- **Data in this exercise**

━━━━━━━━━━━━━━━━━━━━

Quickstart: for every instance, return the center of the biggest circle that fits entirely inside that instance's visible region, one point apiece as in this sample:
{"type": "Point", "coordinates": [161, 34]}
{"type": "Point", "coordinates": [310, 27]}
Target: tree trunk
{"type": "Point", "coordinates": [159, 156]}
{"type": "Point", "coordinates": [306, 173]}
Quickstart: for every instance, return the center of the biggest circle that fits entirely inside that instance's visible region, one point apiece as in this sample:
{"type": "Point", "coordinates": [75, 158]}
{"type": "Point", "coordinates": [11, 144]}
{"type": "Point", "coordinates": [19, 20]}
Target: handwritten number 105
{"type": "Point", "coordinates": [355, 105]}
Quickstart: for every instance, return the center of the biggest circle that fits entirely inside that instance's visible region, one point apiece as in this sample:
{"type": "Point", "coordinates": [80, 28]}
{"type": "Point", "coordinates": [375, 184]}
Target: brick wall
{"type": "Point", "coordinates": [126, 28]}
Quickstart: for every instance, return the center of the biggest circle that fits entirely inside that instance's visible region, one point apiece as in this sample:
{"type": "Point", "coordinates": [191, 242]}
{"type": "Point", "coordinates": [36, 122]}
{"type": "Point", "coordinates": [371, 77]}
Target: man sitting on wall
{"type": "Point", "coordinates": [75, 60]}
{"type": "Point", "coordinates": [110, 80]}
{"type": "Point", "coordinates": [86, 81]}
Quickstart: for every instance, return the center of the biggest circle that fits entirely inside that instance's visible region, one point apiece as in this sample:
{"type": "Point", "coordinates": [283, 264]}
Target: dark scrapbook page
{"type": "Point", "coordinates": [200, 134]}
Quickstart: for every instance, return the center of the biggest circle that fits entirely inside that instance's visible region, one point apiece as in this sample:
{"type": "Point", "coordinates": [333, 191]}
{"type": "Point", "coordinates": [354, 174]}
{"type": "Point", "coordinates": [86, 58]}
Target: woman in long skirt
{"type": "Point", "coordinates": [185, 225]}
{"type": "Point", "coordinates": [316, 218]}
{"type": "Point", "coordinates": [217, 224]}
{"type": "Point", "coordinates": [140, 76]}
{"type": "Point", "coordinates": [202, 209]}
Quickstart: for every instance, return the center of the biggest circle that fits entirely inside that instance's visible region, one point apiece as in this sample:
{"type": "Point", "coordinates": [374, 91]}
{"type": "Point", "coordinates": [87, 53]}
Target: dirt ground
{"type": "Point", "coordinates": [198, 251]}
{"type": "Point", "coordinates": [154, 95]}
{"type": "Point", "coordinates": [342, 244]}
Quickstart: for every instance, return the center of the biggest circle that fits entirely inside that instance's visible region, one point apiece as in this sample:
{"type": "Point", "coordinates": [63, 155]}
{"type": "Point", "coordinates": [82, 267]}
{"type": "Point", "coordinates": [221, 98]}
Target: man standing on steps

━━━━━━━━━━━━━━━━━━━━

- **Written request**
Filter the items above, keeping only the lines that contain the string "wall". The match is case-sensitive.

- **Task answer**
Target: brick wall
Target: man sitting on wall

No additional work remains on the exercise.